To-do list:
- A) The blog excerpt about leaving a non-profit job says what the writer might do once 5:00 pm comes. List each of those activities.
- B) Extend the blog excerpt about taking a temporary administrative assistant job at a non-profit, continuing past its final line.

Source excerpt:
»»

But when a person or an organization shows an interest and invests in you, I think a special type of consideration is warranted: that's why I am so keen on leaving this non-profit on a strong and correct note. I cannot say enough about how amazing the people here have been to me and how they've helped to "get me back in the game." I think that if I went back in a time-machine to December and took a look at myself, I would not even recognize the man in front of me. The experience of working at this non-profit has been nothing less than empowering: there's nothing like being able to smile again.

Regarding my last entry, my friend M said something that really touched me:

"Proud of you bro. I know it can be hard to swallow your pride sometimes, and not let your ego get the best of you. It can happen to the best of us. But everything happens for a reason, even if it isn't meant to be understood. Rather, we must accept what is embrace whatever is to come."
So today, I working on completing all of my assignments and wrapping-up any loose ends. And tomorrow? I'll be showing the new person the ropes and saying my goodbyes.

And then come 5:00 pm? I might just have a single drink to celebrate, ride the Metro and bus home, and sleep.

#EverythingIHave

Monday, March 12, 2012

Four Months Worth of Appreciation - Part Two

This morning I was listening to 50 Cent's "21 Questions" and in the chorus Nate Dogg sings:

 
"Girl, It's easy to love me now
Would you love me if I was down and out?
Would you still have love for me?"

Repeat:

"Girl, It's easy to love me now
Would you love me if I was down and out?
Would you still have love for me?"
I never thought that a 50 Cent song would be deep, but that question - "would you love me if I was down and out?" - is so deep, yet so simple. I actually thought a lot about these lyrics this morning and some of the other questions 50 asks in the song. Afterwards, I thought about the people in my life will support me no matter what; those folks are rare and special. The people I had in mind were my parents, my aunts and uncles, and friends like MR, AM, MF, NS, AF, MD, RB, JB, TR, and LZ who would text/Facebook/Tweet me encouraging messages on a regular basis. I remember that I felt "down and out" from mid-October until Wednesday, December 15th 2011.
On that morning, the day after my birthday, I recieved a phone call from my associate at a local staffing agency. She asked me how my job search was progressing and I told her "not so well, but I'm still looking." I honestly did not know what to expect from this call, but as it turns out, she offered me a temporary position as an administrative assistant at a local D.C. area non-profit that advocates for resources for the elderly and disabled. The position had a modest hourly wage attached; there were also a lot of emotions and mixed feelings attached as well.

First, I was excited about getting "off the bench" and "into the game." Keep in mind, that four months ago the economy was rough and companies were not hiring as much as they used to. Although I was excited about the prospect of a new opportunity, my ego came into play. For a brief moment, I thought about this: "I graduated from Princeton and now I'm about to take a job as an administrative assistant?" Repeat:

"I graduated from Princeton and now I'm about to take a job as an administrative assistant?"

««

Stored rows:
»»

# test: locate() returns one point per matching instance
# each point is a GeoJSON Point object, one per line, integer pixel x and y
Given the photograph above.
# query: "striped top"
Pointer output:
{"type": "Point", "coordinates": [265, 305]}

««

Expected outputs:
- A)
- Have a single drink to celebrate
- Ride the Metro and bus home
- Sleep

- B)
For a lot of people that can be a hard pill to swallow but my desire to do something far outweighed my ego. Although at the time I did not realize it, this experience will continue to reverberate for years to come (more on that in the next entry). I immediately accepted the position later that day and came into the office for the first time on Monday

On that first Monday, I was pumped and ready to begin my new position. Once again, I am thankful towards my Mom who gave me money to catch the bus and the Metro. Initially, I had a rough time locating the office, but I found it and was ready to go.

One of the first things that I was told to do by my supervisor was to make a name card so that people would know my name... so people know my name - what a nice guesture. Each time I encountered a new face, I introduced myself and they did the same in turn. I know that this sounds simple, but it was nice to interact and work with people once again instead of being at home alone. A lot of times we complain about our jobs or having to go to class, but it's a really special opportunity in that we have an opportunity to be around people, be/feel productive, and work as a team towards a common goal - how special is that? Very special indeed: being around people again and feeling appreciated is one of the things that has meant the most to me.

Another aspect about this position that I've appreciated is how it has worked to rebuild me once again. To be frank, 2011 was an emasculating year so to speak (I'm not going into the details here, but if you know me you're aware of the story). I am convinced working at this non-profit was the first step in rebuilding, an improved Reginald Galloway and my new foundation is one based upon hard work, humility, and respect. It goes like this: I'm always going to work hard, stay humble (but aim for the top), and have respect for myself, others, and what I do.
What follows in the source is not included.